| RECORDS FOR PROCESSING |
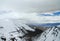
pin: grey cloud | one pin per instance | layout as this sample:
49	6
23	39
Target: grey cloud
31	5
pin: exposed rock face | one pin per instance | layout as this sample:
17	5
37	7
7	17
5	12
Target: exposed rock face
52	34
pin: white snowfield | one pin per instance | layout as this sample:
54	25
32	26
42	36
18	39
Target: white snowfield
8	28
52	34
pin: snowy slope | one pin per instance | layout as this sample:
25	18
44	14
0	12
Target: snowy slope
52	34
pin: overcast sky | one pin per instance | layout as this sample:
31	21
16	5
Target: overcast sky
28	9
30	5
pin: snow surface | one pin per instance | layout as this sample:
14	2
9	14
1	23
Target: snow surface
8	28
52	34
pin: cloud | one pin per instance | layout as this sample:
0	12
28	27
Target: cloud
56	13
30	5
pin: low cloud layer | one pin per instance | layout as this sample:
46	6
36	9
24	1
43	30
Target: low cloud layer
30	5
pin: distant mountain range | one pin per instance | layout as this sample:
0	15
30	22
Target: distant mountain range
53	14
45	24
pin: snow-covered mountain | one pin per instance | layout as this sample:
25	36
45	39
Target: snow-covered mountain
15	28
52	34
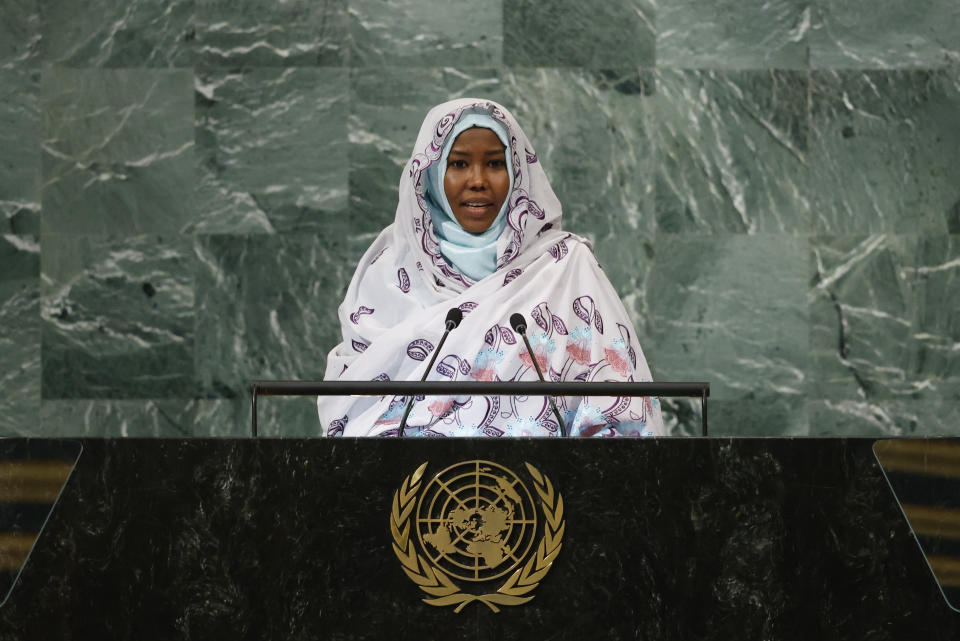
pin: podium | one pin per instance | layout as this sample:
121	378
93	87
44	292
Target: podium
673	538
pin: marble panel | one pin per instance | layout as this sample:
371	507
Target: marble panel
908	417
19	333
267	308
732	151
165	418
733	34
883	318
118	317
271	150
885	151
19	35
588	129
20	139
732	310
262	33
386	111
865	34
117	33
117	151
570	33
627	260
406	33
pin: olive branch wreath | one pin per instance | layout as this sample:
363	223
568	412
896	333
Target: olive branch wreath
436	583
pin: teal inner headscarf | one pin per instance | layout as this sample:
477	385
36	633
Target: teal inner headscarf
474	255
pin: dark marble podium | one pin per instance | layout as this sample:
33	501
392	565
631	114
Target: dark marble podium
290	539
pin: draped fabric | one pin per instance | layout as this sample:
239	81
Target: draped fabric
392	315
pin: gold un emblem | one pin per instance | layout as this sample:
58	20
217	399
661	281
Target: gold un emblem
475	523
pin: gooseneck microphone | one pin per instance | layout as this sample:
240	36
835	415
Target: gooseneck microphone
452	321
519	325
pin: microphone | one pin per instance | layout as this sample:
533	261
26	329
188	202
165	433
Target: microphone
451	322
519	325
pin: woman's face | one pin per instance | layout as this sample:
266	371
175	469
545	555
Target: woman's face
477	180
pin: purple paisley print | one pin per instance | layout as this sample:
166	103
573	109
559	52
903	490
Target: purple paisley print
587	311
337	426
511	276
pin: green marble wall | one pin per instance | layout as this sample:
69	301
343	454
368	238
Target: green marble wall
772	186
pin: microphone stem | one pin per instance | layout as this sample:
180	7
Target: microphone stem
536	366
433	357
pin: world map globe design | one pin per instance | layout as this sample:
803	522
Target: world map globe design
476	520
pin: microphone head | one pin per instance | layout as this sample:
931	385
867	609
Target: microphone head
454	316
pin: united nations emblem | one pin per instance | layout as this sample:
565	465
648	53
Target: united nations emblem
476	523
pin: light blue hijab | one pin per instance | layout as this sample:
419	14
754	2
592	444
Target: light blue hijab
473	255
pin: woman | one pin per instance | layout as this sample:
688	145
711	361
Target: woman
478	228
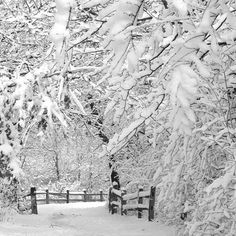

| TASK OBJECTIVE |
Generate a word-for-word copy of the preceding records, excluding all pictures.

| RESPONSE TO THIS TASK |
pin: grey cloud | one pin per instance | layout as this sample:
49	6
23	39
Target: grey cloud
31	5
pin: exposed rock face | one pin per instance | layout as this sample:
17	5
37	7
7	17
5	12
Target: exposed rock face
52	34
pin: white snowfield | one pin per instance | layout as this sample:
54	25
32	26
42	36
18	39
Target: white snowfield
8	28
52	34
pin: snowy slope | one pin per instance | layout as this sample:
25	18
44	14
0	12
Target: snowy slope
52	34
pin: overcast sky | one pin per instance | layout as this sample:
31	21
16	5
Target: overcast sky
28	9
30	5
pin: snow surface | one pin per instance | layout as this sample:
14	2
9	14
1	23
Target: snow surface
8	28
52	34
pin: cloud | one pin per instance | layout as this sample:
0	12
28	27
Target: cloud
56	13
30	5
pin: low cloud layer | one pin per instance | layout as this sample:
46	6
36	9
24	1
43	30
Target: low cloud layer
30	5
pin: distant mountain range | one pin per instance | layout as this sample:
0	15
30	22
Target: distant mountain range
53	14
45	24
pin: snow-covered mountain | one pin per instance | layout as this sample:
25	36
45	39
Target: snow-covered mountain
15	28
52	34
pin: podium | one pin per instance | layout as this sample:
121	378
93	87
44	292
Target: podium
673	538
pin: marble panel | one pin per instance | layout as this sample:
371	507
Target: marble panel
908	417
19	333
267	308
732	151
165	418
733	34
883	318
118	317
271	150
885	151
19	35
588	129
20	139
732	310
262	33
386	111
865	34
117	33
117	151
570	33
627	260
406	33
pin: olive branch wreath | one pin per instance | layout as this sample:
363	223
568	412
896	333
Target: olive branch wreath
436	583
pin: teal inner headscarf | one pin per instance | layout as this sample:
477	385
36	633
Target: teal inner headscarf
474	255
pin: dark marble podium | one pin per instance | layout as this sample:
33	501
392	565
631	114
Target: dark marble podium
290	539
pin: draped fabric | one pin per instance | layout as this sample:
239	81
Target: draped fabric
392	315
pin: gold un emblem | one pin per instance | layout as this sample:
58	20
217	399
661	281
Target: gold un emblem
475	523
pin: gooseneck microphone | one pin per instance | layout as this sample:
240	36
835	415
Target: gooseneck microphone
452	321
519	325
pin: microphone | one pin per instance | layout as this sample:
533	261
26	329
188	202
165	433
Target: microphone
451	322
519	325
pin: woman's face | one pin per instance | layout as this sample:
266	371
175	469
545	555
Target: woman's face
477	180
pin: purple paisley print | one pin per instance | layout as this sample:
166	103
573	109
559	52
903	490
Target: purple paisley print
587	311
337	426
511	276
pin: green marble wall | one pin per instance | layout as this sample:
69	301
343	454
368	238
Target: green marble wall
772	186
pin: microphone stem | one pin per instance | layout as this sample:
180	7
Target: microphone stem
536	366
433	357
pin: world map globe design | one pin per instance | layout as this sample:
803	522
Target: world map globe design
476	520
pin: microphone head | one pin per instance | layout as this sample:
931	385
867	609
Target: microphone head
454	316
pin: united nations emblem | one pin per instance | layout as this sample:
565	465
648	53
Target: united nations emblem
476	523
pin: light blue hijab | one pin per instance | layout as this sample:
419	14
754	2
592	444
Target: light blue hijab
473	255
pin: woman | one pin per instance | layout as this sample:
688	145
711	361
Target: woman
478	228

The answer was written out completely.